_Given problem_. Reproduce each item below line for line, with no changes.
......
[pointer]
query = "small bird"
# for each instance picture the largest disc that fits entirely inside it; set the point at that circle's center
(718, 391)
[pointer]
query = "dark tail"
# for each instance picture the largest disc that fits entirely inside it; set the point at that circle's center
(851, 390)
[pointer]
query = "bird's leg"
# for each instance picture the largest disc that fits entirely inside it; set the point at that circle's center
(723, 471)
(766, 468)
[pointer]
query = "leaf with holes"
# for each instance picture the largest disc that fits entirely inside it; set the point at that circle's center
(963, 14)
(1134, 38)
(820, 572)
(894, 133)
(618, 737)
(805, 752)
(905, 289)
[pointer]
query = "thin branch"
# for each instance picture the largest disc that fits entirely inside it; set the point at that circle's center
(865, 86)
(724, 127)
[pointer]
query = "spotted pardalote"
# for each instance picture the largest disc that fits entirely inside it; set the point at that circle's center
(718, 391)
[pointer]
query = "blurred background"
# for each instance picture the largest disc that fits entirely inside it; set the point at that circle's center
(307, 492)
......
_The solution_.
[pointer]
query = "small bird"
# for each instance picture the largest disc that fits entirely inside it; set the point at that circle's center
(718, 391)
[pointer]
query = "dark tail"
# for each instance picture the largest disc that fits entirely inside it; set the point at that circle's center
(851, 390)
[pointer]
query = "bird's leg"
# for each instance picture the largest disc that fits entirely inside it; set the point at that circle's center
(723, 471)
(766, 468)
[pointer]
query = "leaf with holes"
# for each instance picture the largest disc that fits entirely inside it; set the point at that circle's center
(963, 14)
(1134, 38)
(820, 572)
(894, 133)
(618, 737)
(805, 752)
(905, 289)
[pointer]
query = "thin branch"
# for each instance picture the largest disc that fits entirely inside it; set the point at that circle's center
(865, 86)
(724, 127)
[pointer]
query = "spotted pardalote"
# for each instance picture the largest disc that fits entirely inside it; set the point at that circle's center
(718, 391)
[pointer]
query = "blurred background"
# for each instance picture the largest disc that fits entirely inside it; set the point at that circle's center
(307, 492)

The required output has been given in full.